*** Opening Passage provided ***
Compilation

Compilation Process in TensorRT-LLM

The compilation process in TensorRT-LLM involves transforming a populated tensorrt.INetworkDefinition instance into an optimised TensorRT engine.

This process is orchestrated by the tensorrt_llm.Builder class, which provides a high-level interface for building and optimising the engine.

At the core of the compilation process is the build_engine member function of the tensorrt_llm.Builder class.

This function takes the populated INetworkDefinition instance and various build configurations as input.

It then invokes the build_serialized_network method of the underlying tensorrt.Builder object to compile the network into an efficient engine.

During the compilation process, the TensorRT compiler performs several optimisations to enhance the performance of the engine.

It analyses the graph of operations and selects the most suitable kernel for each operation based on the available GPU architecture.

Furthermore, the compiler identifies patterns in the graph where multiple operations can be fused into a single kernel. This fusion process reduces memory movement and minimises the overhead of launching multiple GPU kernels, resulting in improved execution speed.

One of the key advantages of the TensorRT compiler is its ability to compile the graph of operations into a single CUDA Graph.

This allows the entire graph to be launched in a single operation, further reducing the kernel launch overhead and maximising performance.

However, there are certain complex layer fusions, such as FlashAttention, that involve intricate interleaving of operations and cannot be automatically discovered by the TensorRT compiler.

In such cases, TensorRT-LLM provides the flexibility to explicitly replace parts of the graph with plugins at compile time. These plugins are pre-built and optimised implementations of specific operations that can be seamlessly integrated into the compilation process.
*** Closing Passage provided ***
*** Opening Data below ***
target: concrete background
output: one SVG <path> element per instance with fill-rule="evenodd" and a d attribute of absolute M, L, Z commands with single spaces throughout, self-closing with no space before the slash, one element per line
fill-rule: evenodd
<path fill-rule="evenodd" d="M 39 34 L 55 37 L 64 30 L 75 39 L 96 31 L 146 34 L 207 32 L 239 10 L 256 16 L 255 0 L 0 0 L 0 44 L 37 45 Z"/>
*** Closing Data below ***
■ Your objective
Pick up the passage on compilation in TensorRT-LLM above where it stops, writing the next few sentences.

■ Answer to the exercise
If the compilation process completes successfully, the build_engine function returns an instance of the tensorrt.IHostMemory class. This object represents the optimized TensorRT engine that is ready for execution. The engine can be serialised and stored as a binary file for later use, enabling efficient deployment and inference.

It's important to note that the compilation process in TensorRT-LLM is highly configurable.

The tensorrt_llm.Builder class provides various options to customise the build settings, such as precision, quantization, and optimisation level. These settings can be adjusted based on the specific requirements of the LLM task and the target hardware.

In summary, the compilation process in TensorRT-LLM leverages the powerful TensorRT compiler to optimise the graph of operations and generate an efficient engine.

Through layer fusion, kernel selection, and CUDA Graph compilation, TensorRT-LLM achieves significant performance improvements for Large Language Model inference.

The flexibility to incorporate plugins for complex layer fusions further enhances the capabilities of the compilation process.